-- start of Supplied data --

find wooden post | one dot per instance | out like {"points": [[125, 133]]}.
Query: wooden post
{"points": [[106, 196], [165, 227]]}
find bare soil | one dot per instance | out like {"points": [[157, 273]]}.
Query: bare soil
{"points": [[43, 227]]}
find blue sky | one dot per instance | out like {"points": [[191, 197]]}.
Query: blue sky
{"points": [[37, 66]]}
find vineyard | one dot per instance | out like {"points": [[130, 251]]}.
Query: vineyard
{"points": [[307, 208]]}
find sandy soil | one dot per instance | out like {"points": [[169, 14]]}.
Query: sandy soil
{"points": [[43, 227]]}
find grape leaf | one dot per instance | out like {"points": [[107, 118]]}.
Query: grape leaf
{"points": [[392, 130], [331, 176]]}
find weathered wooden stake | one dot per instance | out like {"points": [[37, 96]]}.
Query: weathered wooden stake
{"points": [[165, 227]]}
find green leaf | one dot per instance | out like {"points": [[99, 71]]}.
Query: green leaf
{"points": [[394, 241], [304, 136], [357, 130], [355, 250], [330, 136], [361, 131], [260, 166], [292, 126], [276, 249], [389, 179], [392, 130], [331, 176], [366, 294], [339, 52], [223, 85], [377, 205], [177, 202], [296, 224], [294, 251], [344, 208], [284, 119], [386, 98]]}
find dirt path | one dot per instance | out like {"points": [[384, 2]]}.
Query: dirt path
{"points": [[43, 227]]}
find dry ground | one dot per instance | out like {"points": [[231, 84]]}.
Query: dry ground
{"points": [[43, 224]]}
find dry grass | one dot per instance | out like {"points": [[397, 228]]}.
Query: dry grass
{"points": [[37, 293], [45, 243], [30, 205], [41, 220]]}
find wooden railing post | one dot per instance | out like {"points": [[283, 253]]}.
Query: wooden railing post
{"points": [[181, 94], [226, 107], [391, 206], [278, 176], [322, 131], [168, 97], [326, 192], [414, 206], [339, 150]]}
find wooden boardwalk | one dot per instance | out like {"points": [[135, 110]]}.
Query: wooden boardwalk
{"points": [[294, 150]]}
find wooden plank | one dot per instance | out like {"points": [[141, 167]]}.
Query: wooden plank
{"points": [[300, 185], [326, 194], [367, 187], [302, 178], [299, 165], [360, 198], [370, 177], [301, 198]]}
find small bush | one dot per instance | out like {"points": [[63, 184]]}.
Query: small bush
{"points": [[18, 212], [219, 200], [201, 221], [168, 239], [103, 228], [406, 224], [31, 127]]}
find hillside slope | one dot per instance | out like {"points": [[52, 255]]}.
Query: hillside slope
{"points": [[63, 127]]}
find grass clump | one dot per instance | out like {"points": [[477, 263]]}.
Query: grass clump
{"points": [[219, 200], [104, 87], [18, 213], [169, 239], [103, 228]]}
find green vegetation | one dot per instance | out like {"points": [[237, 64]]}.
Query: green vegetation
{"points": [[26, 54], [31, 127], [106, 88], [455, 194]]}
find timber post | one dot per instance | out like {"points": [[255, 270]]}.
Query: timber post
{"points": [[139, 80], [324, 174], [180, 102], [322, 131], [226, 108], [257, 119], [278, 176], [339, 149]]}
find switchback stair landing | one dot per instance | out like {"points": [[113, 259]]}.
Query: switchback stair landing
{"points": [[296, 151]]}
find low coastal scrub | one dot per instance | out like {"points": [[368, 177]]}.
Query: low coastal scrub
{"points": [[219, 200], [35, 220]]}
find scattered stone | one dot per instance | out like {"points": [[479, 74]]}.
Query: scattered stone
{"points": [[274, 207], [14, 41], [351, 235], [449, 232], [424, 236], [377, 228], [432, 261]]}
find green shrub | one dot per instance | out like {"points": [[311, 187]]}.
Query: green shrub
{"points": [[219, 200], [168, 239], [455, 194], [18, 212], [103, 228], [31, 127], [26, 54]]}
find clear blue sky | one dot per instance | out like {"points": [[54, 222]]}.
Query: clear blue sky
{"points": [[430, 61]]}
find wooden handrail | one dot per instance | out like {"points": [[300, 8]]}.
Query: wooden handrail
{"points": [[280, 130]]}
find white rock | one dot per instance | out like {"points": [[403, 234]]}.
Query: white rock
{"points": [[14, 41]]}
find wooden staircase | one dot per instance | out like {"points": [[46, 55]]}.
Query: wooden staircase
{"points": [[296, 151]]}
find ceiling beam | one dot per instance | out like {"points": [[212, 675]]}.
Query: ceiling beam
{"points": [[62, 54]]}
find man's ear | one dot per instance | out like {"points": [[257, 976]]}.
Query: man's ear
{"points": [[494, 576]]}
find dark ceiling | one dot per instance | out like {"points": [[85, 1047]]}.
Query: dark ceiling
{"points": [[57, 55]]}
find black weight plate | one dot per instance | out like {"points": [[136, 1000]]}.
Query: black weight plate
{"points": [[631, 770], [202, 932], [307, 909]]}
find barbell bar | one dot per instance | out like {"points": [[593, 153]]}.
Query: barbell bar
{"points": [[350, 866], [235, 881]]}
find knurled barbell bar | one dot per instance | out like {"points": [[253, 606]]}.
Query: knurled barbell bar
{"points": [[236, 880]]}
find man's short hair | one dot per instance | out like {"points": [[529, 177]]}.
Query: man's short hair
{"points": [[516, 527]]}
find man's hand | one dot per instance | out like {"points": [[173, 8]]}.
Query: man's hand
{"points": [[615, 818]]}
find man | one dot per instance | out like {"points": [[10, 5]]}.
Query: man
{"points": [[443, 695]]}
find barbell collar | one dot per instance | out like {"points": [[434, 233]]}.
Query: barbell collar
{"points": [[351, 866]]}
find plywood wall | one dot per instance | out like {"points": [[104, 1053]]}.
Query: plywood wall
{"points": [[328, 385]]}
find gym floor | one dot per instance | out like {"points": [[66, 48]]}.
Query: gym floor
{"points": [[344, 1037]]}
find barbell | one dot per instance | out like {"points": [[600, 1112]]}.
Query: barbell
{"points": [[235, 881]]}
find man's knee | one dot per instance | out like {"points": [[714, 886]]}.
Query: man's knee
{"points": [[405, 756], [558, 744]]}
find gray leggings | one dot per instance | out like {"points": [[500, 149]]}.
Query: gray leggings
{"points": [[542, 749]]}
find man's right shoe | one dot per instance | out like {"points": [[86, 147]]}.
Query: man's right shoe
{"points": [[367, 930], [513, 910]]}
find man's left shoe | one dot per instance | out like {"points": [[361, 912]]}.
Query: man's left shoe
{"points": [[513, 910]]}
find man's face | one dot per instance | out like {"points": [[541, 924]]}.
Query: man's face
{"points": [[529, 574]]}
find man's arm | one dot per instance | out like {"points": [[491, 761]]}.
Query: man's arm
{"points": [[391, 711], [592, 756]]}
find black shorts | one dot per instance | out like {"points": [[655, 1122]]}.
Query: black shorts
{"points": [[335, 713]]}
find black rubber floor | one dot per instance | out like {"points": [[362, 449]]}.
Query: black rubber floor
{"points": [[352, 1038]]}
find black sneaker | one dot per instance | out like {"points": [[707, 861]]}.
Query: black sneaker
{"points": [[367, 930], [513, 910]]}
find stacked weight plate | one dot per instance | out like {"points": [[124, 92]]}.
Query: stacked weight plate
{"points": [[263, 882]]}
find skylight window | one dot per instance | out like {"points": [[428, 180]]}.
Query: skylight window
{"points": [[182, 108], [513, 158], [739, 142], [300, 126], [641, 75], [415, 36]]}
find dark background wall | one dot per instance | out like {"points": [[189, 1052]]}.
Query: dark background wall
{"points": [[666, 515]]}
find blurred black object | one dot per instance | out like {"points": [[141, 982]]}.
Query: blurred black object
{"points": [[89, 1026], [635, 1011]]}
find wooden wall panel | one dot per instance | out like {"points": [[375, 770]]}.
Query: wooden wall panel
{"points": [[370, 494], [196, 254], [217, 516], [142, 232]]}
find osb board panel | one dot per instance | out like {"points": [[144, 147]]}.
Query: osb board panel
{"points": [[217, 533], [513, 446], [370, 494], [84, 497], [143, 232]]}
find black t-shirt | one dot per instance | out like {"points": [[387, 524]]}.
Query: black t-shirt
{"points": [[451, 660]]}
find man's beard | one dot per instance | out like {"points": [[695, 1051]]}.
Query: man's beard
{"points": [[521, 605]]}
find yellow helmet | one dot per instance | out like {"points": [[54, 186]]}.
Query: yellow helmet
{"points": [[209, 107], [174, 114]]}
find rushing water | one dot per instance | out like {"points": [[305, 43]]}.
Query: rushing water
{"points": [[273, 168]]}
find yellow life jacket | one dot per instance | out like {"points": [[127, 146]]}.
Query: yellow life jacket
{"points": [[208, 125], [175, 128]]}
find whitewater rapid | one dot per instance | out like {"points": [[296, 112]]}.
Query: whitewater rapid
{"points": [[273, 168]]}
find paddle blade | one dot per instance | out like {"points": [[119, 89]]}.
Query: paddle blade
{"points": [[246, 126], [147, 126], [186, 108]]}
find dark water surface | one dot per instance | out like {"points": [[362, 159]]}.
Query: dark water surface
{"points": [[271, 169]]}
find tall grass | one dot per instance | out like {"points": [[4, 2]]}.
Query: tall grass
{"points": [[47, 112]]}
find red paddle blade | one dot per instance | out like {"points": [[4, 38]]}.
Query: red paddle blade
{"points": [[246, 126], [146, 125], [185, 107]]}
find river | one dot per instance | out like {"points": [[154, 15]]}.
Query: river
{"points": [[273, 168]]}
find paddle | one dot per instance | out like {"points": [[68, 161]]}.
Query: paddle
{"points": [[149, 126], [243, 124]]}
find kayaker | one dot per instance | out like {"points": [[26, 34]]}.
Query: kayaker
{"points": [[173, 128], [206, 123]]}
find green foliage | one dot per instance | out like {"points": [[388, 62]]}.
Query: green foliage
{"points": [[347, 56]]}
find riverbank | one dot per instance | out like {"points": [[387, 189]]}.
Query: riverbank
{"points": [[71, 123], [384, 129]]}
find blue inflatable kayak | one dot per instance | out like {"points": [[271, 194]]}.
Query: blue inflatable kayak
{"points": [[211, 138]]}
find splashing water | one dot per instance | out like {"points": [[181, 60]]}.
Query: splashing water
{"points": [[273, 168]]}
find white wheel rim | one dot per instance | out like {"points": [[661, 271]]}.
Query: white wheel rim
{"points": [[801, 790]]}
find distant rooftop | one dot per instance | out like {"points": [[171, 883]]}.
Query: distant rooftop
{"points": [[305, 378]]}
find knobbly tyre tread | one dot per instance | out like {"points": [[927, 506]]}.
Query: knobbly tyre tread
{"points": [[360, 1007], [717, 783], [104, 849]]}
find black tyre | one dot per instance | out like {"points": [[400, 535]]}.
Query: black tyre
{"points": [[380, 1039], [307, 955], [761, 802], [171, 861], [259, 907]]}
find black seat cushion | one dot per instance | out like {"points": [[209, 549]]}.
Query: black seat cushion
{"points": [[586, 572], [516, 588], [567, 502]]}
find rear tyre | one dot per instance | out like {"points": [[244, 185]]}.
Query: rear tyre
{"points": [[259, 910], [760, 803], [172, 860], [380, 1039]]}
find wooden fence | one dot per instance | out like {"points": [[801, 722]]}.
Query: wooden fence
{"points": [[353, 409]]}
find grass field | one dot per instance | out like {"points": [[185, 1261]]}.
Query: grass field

-- end of Supplied data --

Exactly reproduce the lines that run from the line with "find kayaker |" through the last line of the records, inclusive.

[The answer]
find kayaker | one dot per instance | out like {"points": [[26, 34]]}.
Query: kayaker
{"points": [[173, 128], [206, 123]]}
find green foliage | one dot per instance | out like {"points": [[388, 62]]}.
Query: green foliage
{"points": [[347, 56]]}
find riverbank | one dot per instance | out like {"points": [[387, 189]]}.
Query: riverbank
{"points": [[71, 123], [384, 129]]}
find blue inflatable kayak | one dot per instance | out like {"points": [[271, 194]]}.
Query: blue inflatable kayak
{"points": [[211, 138]]}
find splashing water | one dot per instance | out like {"points": [[181, 60]]}.
Query: splashing water
{"points": [[273, 168]]}
find white wheel rim | one dot per instance | out like {"points": [[661, 271]]}.
Query: white wheel rim
{"points": [[801, 790]]}
find distant rooftop | one dot per instance | out like {"points": [[171, 883]]}.
Query: distant rooftop
{"points": [[305, 378]]}
find knobbly tyre tread | one dot per instance | out like {"points": [[927, 506]]}.
Query: knobbly tyre tread
{"points": [[360, 1007], [717, 783], [104, 849]]}
find black tyre | one dot per instance | out like {"points": [[400, 535]]}.
Query: black tyre
{"points": [[380, 1039], [307, 955], [761, 802], [171, 861], [259, 907]]}
find black seat cushion | one dot per instance | out like {"points": [[209, 549]]}.
Query: black seat cushion
{"points": [[586, 572], [516, 588], [567, 502]]}
find rear tyre | one dot per instance | out like {"points": [[244, 185]]}.
Query: rear tyre
{"points": [[259, 910], [760, 803], [172, 860], [380, 1039]]}
find wooden fence | one dot per instance | out like {"points": [[801, 722]]}.
Query: wooden fence
{"points": [[353, 409]]}
find grass field | one dot per instance | out like {"points": [[185, 1261]]}.
Query: grass field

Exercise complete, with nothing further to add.